• AIM OF THE EXERCISE: Count the lines below that contain the string "sofa", matching case exactly, and give only the number.
Start SUPPLIED RECORDS
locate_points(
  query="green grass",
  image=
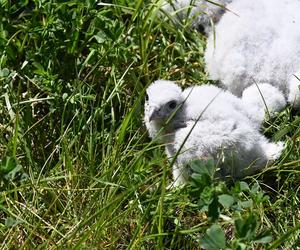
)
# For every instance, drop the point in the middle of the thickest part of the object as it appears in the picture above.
(77, 168)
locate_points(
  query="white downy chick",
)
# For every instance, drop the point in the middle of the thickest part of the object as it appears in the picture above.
(229, 137)
(163, 99)
(258, 42)
(203, 13)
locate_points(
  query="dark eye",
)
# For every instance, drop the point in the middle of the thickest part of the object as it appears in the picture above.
(172, 104)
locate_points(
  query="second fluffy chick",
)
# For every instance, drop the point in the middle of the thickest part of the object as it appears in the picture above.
(206, 122)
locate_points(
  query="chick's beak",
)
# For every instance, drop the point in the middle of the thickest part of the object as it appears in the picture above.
(154, 114)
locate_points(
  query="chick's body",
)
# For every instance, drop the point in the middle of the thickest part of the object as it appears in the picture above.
(213, 124)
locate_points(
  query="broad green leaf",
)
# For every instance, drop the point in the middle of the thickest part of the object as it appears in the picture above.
(214, 238)
(226, 200)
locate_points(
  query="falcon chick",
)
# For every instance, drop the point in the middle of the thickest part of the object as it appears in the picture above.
(206, 122)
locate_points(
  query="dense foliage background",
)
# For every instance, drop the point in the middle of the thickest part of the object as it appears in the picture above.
(77, 169)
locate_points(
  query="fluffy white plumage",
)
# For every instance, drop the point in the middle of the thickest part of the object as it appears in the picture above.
(254, 43)
(202, 12)
(258, 45)
(223, 129)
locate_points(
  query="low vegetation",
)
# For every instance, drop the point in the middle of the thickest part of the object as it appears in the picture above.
(77, 169)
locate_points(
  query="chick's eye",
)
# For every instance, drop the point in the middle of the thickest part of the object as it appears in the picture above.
(172, 104)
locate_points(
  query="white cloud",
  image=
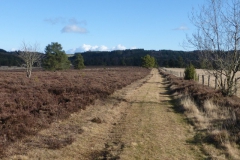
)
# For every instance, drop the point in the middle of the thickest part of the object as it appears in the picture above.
(73, 29)
(87, 47)
(56, 20)
(182, 28)
(119, 47)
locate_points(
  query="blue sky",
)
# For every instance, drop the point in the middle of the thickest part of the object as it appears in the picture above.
(81, 25)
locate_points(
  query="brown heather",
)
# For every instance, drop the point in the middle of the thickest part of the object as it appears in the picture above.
(29, 105)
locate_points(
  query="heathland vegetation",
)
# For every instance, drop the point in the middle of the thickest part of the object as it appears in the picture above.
(28, 105)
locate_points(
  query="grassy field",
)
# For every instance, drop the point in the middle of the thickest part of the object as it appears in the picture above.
(214, 116)
(179, 73)
(29, 105)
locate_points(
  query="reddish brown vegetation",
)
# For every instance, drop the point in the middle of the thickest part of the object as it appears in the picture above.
(28, 105)
(201, 93)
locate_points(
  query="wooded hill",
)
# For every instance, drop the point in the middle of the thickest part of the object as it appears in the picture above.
(165, 58)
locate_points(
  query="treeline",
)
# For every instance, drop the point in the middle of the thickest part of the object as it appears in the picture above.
(133, 57)
(9, 59)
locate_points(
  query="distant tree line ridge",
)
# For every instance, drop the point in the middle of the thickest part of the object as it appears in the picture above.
(133, 57)
(129, 57)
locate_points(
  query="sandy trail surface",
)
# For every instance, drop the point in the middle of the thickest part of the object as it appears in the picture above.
(137, 122)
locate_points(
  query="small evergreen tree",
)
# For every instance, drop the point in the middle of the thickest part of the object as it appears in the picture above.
(78, 61)
(148, 61)
(190, 73)
(56, 58)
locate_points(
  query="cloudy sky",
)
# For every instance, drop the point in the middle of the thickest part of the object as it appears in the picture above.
(82, 25)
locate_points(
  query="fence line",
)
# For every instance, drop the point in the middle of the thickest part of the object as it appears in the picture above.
(202, 79)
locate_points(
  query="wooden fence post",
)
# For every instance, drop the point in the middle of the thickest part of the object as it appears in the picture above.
(235, 86)
(216, 78)
(203, 79)
(208, 80)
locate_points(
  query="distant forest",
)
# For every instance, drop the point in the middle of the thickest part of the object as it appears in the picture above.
(165, 58)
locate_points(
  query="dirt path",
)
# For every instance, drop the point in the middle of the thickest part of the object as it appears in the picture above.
(137, 122)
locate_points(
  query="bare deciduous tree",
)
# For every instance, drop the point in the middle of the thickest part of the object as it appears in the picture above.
(218, 38)
(30, 56)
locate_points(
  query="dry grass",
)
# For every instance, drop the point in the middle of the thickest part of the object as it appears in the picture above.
(200, 72)
(216, 118)
(211, 117)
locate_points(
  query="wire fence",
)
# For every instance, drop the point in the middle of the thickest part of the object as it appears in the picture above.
(204, 79)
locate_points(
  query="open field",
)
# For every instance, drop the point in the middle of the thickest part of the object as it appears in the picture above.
(215, 117)
(29, 105)
(136, 122)
(179, 73)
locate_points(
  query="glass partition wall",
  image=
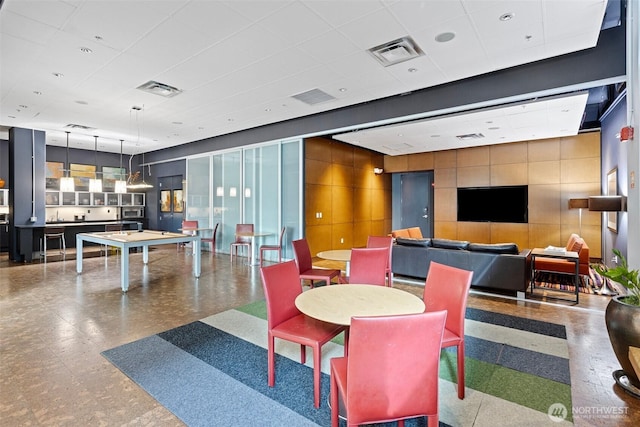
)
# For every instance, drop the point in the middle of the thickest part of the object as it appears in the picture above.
(260, 185)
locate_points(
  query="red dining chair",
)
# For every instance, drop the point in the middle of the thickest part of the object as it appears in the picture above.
(188, 227)
(447, 288)
(277, 247)
(212, 239)
(369, 266)
(302, 255)
(383, 242)
(281, 286)
(242, 240)
(391, 372)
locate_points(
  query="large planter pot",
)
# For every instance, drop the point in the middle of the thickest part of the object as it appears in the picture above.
(623, 325)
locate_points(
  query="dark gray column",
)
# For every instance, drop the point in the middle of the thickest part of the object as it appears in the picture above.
(27, 154)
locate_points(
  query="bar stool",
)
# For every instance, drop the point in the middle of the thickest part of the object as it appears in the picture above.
(53, 233)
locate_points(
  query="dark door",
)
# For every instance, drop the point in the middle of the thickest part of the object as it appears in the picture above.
(416, 204)
(171, 200)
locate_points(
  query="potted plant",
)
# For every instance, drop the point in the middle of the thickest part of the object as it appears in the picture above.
(622, 318)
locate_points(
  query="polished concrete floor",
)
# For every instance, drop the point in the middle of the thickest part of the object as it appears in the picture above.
(54, 323)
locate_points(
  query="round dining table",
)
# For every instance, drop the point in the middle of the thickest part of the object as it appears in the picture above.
(339, 303)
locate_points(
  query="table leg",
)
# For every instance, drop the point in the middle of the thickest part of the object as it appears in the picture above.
(124, 269)
(577, 280)
(197, 254)
(78, 254)
(253, 256)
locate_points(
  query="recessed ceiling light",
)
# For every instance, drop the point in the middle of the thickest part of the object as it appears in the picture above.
(445, 37)
(507, 16)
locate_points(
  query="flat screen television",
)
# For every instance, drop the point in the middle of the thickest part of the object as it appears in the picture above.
(493, 204)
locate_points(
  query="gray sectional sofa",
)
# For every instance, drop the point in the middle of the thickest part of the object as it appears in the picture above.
(495, 266)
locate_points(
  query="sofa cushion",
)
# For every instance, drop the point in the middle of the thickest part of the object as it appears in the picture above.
(495, 248)
(415, 232)
(449, 244)
(403, 232)
(407, 241)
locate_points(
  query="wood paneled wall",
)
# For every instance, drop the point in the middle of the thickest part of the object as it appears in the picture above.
(344, 200)
(555, 170)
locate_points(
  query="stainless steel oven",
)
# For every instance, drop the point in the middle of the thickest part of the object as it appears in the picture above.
(132, 212)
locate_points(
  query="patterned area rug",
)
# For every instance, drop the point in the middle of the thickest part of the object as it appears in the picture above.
(214, 372)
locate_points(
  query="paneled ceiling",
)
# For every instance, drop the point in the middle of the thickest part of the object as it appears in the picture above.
(76, 66)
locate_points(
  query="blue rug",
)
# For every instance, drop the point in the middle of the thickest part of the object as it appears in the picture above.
(208, 377)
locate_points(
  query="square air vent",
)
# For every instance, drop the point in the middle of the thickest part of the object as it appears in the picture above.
(158, 88)
(396, 51)
(469, 136)
(313, 97)
(80, 127)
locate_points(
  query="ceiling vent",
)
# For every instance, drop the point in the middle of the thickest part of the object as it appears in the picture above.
(159, 89)
(396, 51)
(313, 97)
(470, 136)
(81, 127)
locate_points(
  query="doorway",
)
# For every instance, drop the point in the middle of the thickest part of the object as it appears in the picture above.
(171, 203)
(412, 201)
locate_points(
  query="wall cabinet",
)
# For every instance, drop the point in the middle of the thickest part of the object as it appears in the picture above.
(85, 198)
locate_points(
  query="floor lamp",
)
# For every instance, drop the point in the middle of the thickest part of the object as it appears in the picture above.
(579, 204)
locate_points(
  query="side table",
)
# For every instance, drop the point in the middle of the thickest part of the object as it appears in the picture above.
End SUPPLIED RECORDS
• EXERCISE RESULT: 2